**Problems to work on:**
1. Retype everything in the Brunswick Golden Isles Airport passage from "The airport has" down to "and 2 multi-engine.".
2. Decide whether each statement agrees with the Brunswick Golden Isles Airport passage, answering yes or no and quoting the words that settle it. (a) The Glynco Jetport received its new name in 2005. (b) The airport has a single runway. (c) Most of the aircraft based at the airport are multi-engine.

**Provided text:**
The Glynn County Airport Commission was established in 1980 to manage and develop new opportunities for both the Brunswick and St. Simons Island airports. Since that time, the Airport Commission has continued to improve service and facilities through a series of important upgrades and repairs. To more accurately reflect the destination for travelers and pilots, the Glynco Jetport was renamed Brunswick Golden Isles Airport in 2003. The elegant new passenger terminal, completed in 2005, reflects the local tradition of hospitality and welcome for passengers of scheduled carrier service.

The airport has been host to many air shows in the past. The most recent was Wings over the Golden Isles on 24–26 March 2017.

==Facilities and aircraft==
Brunswick Golden Isles Airport covers an area of 2,003 acre at an elevation of 26 feet (8 m) above mean sea level. It has one runway designated 7/25 with an 8001 by 150 ft asphalt and concrete surface.

For the 12-month period ending June 1, 2022, the airport had 20,914 aircraft operations, an average of 57 per day: 87% general aviation, 6% air taxi, 5% scheduled commercial and 2% military. At that time there were 28 aircraft based at this airport: 26 single-engine, and 2 multi-engine.

==Airline and destination==

Delta Connection service is currently operated by Endeavor Air with Bombardier CRJ-700/900 regional jet aircraft.

**Given records:**

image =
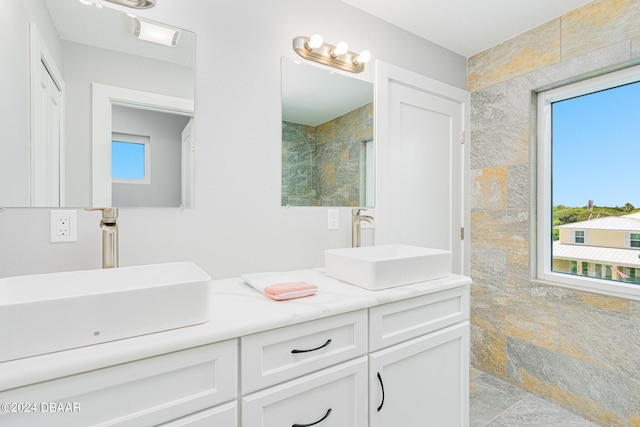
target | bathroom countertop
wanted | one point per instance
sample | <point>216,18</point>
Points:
<point>235,310</point>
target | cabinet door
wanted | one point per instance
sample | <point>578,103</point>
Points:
<point>141,393</point>
<point>333,397</point>
<point>422,382</point>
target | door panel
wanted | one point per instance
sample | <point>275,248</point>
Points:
<point>420,162</point>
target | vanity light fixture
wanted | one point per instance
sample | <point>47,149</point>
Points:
<point>339,56</point>
<point>156,33</point>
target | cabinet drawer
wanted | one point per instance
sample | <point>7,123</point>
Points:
<point>222,415</point>
<point>143,392</point>
<point>400,321</point>
<point>337,394</point>
<point>281,354</point>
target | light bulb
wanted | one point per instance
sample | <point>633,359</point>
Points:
<point>364,57</point>
<point>340,49</point>
<point>315,42</point>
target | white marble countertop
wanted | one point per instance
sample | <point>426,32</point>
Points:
<point>235,310</point>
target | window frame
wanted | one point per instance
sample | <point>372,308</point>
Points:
<point>134,139</point>
<point>543,222</point>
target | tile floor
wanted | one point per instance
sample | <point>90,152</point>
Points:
<point>496,403</point>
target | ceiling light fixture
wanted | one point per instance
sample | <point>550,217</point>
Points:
<point>156,33</point>
<point>136,4</point>
<point>315,49</point>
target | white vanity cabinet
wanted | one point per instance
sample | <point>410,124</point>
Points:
<point>394,357</point>
<point>332,397</point>
<point>419,361</point>
<point>150,391</point>
<point>402,363</point>
<point>307,374</point>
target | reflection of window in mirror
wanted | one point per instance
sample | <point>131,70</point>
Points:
<point>130,159</point>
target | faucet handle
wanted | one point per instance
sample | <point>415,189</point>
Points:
<point>108,214</point>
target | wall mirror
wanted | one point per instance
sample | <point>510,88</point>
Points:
<point>327,137</point>
<point>58,51</point>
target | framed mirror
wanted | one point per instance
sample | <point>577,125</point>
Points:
<point>327,137</point>
<point>66,46</point>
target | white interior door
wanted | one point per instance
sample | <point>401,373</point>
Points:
<point>420,157</point>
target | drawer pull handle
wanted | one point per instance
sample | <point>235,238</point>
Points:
<point>312,349</point>
<point>382,387</point>
<point>317,422</point>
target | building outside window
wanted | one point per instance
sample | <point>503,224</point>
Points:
<point>588,226</point>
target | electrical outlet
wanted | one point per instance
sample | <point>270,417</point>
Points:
<point>333,221</point>
<point>63,226</point>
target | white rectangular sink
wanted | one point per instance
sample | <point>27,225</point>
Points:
<point>51,312</point>
<point>387,266</point>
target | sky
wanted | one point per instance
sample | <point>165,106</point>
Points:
<point>127,160</point>
<point>596,148</point>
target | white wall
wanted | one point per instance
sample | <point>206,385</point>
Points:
<point>14,85</point>
<point>238,224</point>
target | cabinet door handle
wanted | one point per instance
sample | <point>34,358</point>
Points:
<point>317,422</point>
<point>312,349</point>
<point>382,387</point>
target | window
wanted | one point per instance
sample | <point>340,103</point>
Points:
<point>587,132</point>
<point>130,159</point>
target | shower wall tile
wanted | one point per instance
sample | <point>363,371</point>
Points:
<point>576,347</point>
<point>518,186</point>
<point>520,55</point>
<point>489,188</point>
<point>598,24</point>
<point>591,338</point>
<point>635,48</point>
<point>488,351</point>
<point>598,393</point>
<point>492,267</point>
<point>489,106</point>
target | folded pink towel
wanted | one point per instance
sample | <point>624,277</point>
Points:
<point>279,286</point>
<point>290,290</point>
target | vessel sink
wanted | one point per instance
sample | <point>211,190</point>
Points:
<point>45,313</point>
<point>387,266</point>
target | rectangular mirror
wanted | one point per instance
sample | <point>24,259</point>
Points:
<point>57,50</point>
<point>327,137</point>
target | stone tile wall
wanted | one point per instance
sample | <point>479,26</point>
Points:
<point>321,165</point>
<point>581,349</point>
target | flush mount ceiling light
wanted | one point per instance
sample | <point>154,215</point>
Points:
<point>315,49</point>
<point>156,33</point>
<point>136,4</point>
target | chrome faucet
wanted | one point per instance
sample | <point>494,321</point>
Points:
<point>109,227</point>
<point>356,220</point>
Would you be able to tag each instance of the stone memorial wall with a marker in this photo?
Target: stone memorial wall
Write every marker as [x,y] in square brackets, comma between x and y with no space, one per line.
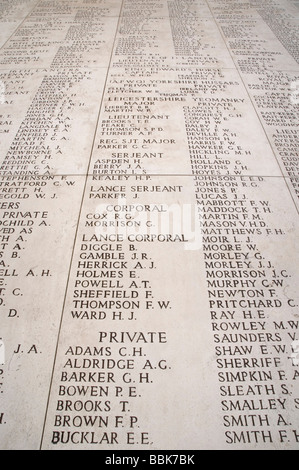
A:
[149,182]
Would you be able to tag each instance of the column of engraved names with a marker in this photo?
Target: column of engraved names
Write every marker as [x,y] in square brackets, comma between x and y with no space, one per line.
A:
[247,299]
[40,115]
[269,67]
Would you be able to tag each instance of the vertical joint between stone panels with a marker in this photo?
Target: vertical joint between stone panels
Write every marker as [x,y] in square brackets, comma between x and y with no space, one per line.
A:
[254,107]
[77,227]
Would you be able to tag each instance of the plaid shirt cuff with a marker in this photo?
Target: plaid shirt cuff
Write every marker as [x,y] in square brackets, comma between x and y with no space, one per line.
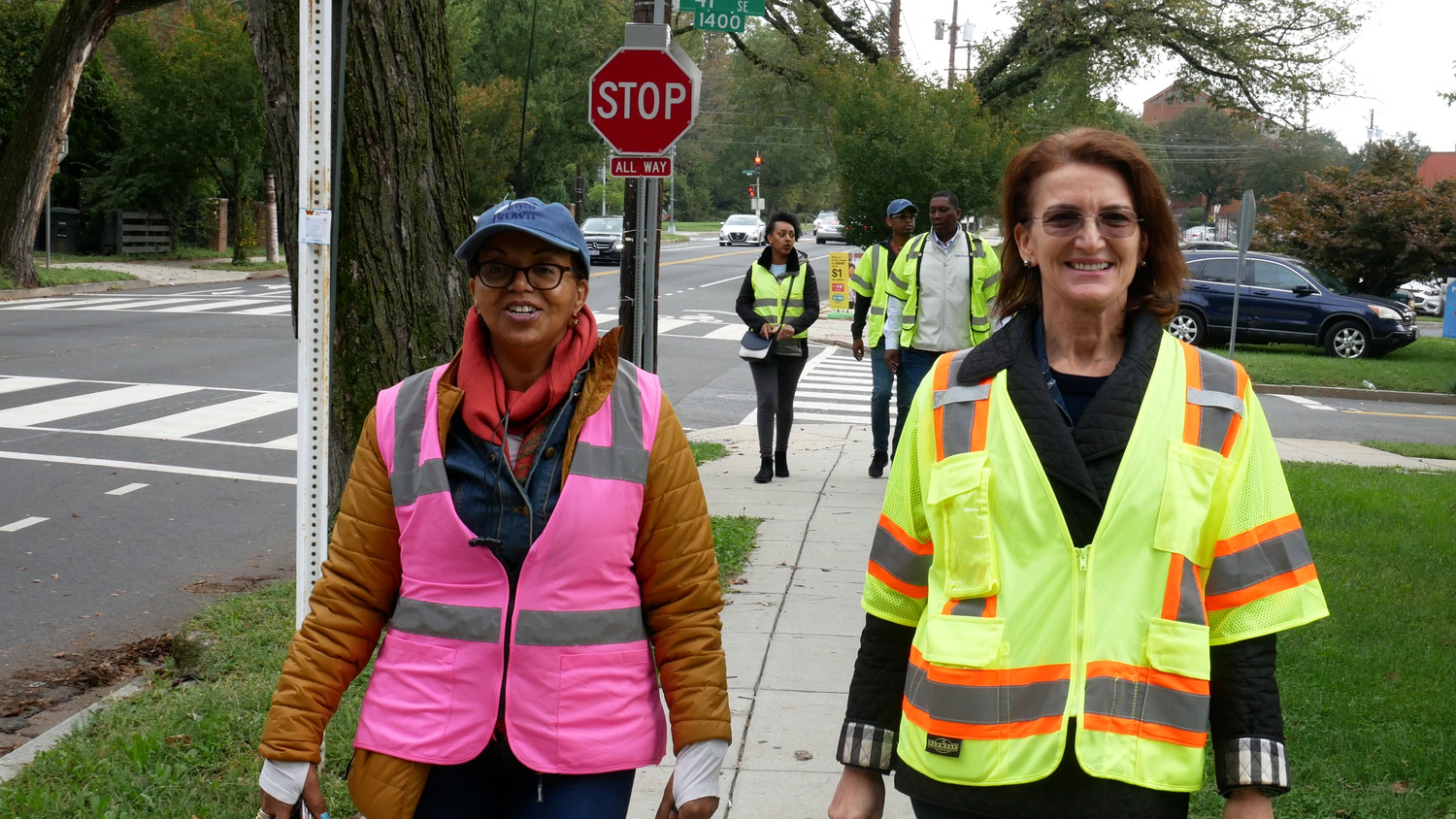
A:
[867,746]
[1251,761]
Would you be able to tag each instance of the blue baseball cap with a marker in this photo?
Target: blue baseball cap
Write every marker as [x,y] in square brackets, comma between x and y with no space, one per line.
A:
[899,207]
[550,223]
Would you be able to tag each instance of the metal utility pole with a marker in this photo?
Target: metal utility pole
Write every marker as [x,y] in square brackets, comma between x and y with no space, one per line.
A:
[955,26]
[641,224]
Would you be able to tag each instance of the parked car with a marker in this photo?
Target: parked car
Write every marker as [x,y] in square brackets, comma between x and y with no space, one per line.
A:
[827,226]
[742,229]
[1284,300]
[603,239]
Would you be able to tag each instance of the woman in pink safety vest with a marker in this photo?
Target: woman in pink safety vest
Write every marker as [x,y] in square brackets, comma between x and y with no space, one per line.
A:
[529,525]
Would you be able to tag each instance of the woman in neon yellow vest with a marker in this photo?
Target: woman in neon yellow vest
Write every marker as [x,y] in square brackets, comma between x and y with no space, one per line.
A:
[1086,545]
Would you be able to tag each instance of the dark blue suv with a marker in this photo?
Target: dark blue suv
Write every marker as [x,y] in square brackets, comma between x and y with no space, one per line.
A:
[1283,300]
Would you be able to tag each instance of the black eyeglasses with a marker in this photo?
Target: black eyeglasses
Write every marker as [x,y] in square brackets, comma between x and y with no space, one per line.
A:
[498,276]
[1065,221]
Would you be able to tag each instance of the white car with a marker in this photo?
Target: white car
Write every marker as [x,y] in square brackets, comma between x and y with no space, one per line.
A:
[742,229]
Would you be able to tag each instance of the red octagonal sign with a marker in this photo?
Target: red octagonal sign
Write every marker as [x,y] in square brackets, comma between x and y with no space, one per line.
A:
[643,99]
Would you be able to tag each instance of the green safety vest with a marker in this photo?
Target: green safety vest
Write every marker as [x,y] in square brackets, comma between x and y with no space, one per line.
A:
[868,279]
[769,296]
[905,284]
[1019,632]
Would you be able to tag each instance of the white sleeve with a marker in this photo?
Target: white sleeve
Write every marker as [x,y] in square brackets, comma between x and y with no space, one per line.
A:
[696,771]
[284,780]
[894,309]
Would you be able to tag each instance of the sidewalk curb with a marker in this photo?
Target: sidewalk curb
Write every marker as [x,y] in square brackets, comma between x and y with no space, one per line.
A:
[1281,389]
[14,764]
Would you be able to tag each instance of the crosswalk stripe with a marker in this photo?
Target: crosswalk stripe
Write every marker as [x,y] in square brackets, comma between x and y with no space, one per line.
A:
[215,416]
[46,411]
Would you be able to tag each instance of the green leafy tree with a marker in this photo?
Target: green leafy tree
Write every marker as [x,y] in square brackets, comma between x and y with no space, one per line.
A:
[1373,229]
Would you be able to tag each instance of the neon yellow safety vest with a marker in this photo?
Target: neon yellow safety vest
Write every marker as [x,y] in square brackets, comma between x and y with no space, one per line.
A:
[868,279]
[905,284]
[1019,632]
[769,296]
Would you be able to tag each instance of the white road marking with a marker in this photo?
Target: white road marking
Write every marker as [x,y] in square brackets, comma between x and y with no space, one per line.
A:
[128,489]
[22,524]
[168,469]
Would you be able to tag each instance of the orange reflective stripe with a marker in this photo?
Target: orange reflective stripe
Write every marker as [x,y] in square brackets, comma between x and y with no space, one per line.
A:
[1193,413]
[1257,536]
[967,731]
[1258,591]
[1146,731]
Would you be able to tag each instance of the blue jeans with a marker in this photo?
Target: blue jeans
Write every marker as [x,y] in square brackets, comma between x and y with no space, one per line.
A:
[497,786]
[879,399]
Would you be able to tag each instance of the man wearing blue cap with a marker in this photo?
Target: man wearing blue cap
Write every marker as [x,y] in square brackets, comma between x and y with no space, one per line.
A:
[868,282]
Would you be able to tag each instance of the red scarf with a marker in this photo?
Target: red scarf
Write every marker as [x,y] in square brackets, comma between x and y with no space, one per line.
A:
[486,399]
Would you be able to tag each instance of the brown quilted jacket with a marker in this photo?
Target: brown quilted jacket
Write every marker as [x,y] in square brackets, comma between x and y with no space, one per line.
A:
[360,583]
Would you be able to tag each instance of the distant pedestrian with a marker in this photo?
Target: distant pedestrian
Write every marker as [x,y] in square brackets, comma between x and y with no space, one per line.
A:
[1086,545]
[871,294]
[778,300]
[941,293]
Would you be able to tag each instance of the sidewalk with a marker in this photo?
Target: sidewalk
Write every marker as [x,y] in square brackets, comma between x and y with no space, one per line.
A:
[791,629]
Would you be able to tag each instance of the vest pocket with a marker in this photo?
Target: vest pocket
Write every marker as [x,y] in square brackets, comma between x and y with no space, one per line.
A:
[958,515]
[1178,647]
[963,641]
[1194,477]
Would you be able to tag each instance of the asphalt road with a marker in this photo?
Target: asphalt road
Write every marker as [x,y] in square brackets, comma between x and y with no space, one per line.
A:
[148,455]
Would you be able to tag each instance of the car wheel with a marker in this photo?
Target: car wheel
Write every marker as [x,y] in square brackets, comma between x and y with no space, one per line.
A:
[1348,340]
[1188,326]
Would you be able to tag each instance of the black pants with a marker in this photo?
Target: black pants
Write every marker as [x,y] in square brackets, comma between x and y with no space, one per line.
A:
[775,378]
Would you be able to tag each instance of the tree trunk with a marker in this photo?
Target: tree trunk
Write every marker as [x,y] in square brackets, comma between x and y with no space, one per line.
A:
[402,200]
[46,111]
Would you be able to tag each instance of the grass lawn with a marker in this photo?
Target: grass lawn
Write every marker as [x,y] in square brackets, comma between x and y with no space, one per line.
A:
[1444,451]
[1429,366]
[57,277]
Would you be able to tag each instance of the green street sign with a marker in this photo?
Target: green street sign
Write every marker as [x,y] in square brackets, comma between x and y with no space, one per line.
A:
[719,20]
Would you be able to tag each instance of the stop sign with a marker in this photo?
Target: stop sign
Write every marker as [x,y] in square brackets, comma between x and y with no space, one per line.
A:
[643,99]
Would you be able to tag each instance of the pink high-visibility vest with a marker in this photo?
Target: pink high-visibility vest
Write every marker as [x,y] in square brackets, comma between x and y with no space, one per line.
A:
[579,681]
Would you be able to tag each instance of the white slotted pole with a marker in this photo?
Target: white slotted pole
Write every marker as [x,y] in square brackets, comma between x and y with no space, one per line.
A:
[314,218]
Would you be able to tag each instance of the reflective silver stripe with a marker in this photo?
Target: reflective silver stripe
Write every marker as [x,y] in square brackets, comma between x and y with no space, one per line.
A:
[410,480]
[1146,703]
[970,606]
[626,458]
[986,704]
[579,627]
[1190,603]
[902,563]
[1217,398]
[1257,563]
[480,624]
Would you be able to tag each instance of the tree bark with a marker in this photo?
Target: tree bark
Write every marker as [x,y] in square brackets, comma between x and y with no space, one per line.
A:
[46,111]
[402,200]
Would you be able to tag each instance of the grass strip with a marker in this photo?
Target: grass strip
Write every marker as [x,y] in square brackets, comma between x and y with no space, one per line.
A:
[1429,366]
[1369,714]
[1414,449]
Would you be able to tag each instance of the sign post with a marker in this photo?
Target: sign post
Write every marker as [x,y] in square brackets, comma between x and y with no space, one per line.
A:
[641,101]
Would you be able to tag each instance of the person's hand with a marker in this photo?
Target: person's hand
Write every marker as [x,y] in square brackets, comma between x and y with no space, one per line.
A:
[1248,803]
[312,796]
[859,795]
[701,807]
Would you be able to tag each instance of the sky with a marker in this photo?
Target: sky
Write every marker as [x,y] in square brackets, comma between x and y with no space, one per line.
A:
[1400,61]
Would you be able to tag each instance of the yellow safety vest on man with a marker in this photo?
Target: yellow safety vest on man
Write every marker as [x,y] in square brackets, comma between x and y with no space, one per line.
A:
[779,297]
[905,284]
[1019,632]
[868,281]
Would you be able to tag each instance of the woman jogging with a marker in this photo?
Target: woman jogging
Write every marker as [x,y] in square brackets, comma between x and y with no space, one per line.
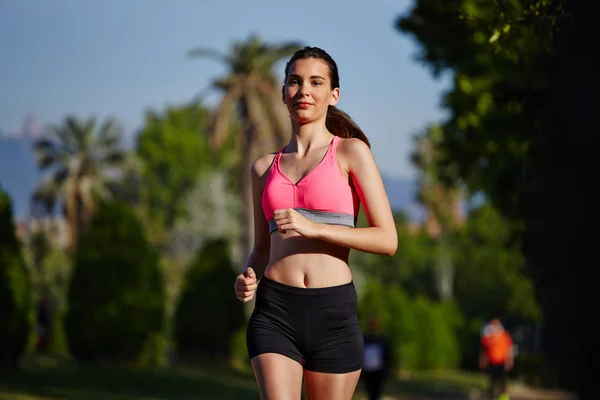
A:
[306,202]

**Expected outputs:**
1.
The airport has been host to many air shows in the past. The most recent was Wings over the Golden Isles on 24–26 March 2017.

==Facilities and aircraft==
Brunswick Golden Isles Airport covers an area of 2,003 acre at an elevation of 26 feet (8 m) above mean sea level. It has one runway designated 7/25 with an 8001 by 150 ft asphalt and concrete surface.

For the 12-month period ending June 1, 2022, the airport had 20,914 aircraft operations, an average of 57 per day: 87% general aviation, 6% air taxi, 5% scheduled commercial and 2% military. At that time there were 28 aircraft based at this airport: 26 single-engine, and 2 multi-engine.

2.
(a) No: "the Glynco Jetport was renamed Brunswick Golden Isles Airport in 2003."
(b) Yes: "It has one runway designated 7/25"
(c) No: "26 single-engine, and 2 multi-engine."